_What this task involves_.
Restate word for word the lines of the entries below, starting with the line that holds "positive clicks: (142, 14) (86, 25) (61, 74)" and ending with the line that holds "negative clicks: (157, 37) (159, 196)", and no others.

_Given information_.
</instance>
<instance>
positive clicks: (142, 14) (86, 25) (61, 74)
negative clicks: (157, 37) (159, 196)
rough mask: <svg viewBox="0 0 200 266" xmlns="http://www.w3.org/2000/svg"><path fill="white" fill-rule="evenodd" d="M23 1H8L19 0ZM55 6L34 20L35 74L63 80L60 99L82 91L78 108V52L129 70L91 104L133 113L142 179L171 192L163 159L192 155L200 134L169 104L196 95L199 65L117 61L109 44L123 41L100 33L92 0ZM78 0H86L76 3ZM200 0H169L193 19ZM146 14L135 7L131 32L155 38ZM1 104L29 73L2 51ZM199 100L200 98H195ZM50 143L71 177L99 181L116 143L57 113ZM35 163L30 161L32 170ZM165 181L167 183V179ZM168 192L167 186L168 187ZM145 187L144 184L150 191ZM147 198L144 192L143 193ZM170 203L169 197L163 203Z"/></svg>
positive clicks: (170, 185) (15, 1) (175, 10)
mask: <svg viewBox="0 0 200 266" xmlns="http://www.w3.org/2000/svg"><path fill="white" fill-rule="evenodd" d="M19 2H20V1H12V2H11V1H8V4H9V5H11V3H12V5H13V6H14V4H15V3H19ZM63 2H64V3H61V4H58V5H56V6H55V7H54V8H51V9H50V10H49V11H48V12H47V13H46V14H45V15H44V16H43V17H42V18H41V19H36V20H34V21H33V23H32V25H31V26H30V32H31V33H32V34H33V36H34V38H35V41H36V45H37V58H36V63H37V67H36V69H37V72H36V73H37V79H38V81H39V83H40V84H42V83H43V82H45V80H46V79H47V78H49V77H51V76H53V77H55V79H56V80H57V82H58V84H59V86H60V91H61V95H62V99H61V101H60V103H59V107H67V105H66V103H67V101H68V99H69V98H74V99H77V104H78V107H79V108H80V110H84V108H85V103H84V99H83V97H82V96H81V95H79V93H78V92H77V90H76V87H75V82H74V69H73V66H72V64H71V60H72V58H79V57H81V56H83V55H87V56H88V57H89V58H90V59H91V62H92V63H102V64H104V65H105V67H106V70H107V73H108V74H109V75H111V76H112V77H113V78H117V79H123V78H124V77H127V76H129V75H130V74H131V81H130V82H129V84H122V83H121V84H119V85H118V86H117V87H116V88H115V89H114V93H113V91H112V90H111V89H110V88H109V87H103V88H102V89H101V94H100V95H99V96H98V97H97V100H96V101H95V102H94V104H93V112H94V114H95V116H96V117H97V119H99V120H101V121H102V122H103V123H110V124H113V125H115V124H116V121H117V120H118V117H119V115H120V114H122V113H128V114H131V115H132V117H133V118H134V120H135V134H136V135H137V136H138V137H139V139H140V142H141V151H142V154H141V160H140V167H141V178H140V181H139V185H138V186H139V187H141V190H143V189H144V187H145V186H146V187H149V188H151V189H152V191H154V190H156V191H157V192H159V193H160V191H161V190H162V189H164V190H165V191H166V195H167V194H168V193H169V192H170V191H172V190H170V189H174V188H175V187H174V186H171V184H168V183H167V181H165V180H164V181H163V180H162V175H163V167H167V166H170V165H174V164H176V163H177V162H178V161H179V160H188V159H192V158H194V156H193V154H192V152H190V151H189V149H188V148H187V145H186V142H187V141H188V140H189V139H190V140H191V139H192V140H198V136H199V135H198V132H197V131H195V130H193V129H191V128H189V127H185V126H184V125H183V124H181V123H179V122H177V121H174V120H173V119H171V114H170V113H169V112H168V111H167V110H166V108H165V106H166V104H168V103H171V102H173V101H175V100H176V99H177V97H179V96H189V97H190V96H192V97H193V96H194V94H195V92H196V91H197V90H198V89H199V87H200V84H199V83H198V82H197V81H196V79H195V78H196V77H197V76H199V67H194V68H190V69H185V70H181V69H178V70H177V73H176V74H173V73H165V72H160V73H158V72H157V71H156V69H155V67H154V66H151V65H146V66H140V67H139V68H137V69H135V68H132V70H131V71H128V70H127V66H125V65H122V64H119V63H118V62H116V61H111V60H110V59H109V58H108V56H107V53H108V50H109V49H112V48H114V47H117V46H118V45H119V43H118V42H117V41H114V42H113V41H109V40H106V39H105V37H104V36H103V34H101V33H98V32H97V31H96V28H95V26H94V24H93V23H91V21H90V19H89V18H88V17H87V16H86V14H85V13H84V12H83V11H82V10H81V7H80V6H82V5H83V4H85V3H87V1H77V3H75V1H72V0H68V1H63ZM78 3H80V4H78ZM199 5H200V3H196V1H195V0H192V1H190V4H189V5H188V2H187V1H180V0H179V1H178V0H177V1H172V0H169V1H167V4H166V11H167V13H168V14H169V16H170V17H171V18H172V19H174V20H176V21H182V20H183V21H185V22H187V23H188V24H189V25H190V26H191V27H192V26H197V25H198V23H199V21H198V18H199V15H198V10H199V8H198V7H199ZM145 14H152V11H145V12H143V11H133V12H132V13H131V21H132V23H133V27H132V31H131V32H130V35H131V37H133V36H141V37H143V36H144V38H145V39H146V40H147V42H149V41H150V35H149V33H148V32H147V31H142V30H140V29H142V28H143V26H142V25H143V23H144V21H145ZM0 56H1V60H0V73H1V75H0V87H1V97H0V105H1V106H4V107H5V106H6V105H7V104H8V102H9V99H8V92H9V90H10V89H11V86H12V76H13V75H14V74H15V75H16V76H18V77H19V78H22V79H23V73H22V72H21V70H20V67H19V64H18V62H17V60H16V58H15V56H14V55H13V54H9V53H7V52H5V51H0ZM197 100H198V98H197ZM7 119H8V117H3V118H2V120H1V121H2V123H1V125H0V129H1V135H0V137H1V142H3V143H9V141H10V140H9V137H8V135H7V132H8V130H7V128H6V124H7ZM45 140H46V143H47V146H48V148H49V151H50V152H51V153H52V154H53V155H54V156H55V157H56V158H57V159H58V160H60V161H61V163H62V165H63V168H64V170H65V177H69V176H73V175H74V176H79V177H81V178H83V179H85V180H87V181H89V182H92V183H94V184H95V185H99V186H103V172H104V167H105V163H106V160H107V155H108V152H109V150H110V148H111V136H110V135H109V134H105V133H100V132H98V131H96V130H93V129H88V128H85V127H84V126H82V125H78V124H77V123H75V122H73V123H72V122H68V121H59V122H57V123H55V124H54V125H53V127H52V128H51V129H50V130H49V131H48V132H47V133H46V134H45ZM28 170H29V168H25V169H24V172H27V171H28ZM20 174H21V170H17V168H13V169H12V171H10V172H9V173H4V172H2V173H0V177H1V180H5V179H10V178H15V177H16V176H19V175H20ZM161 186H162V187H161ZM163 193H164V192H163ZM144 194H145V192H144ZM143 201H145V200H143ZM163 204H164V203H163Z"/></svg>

_Written solution_.
positive clicks: (142, 14) (86, 25) (61, 74)
negative clicks: (157, 37) (159, 196)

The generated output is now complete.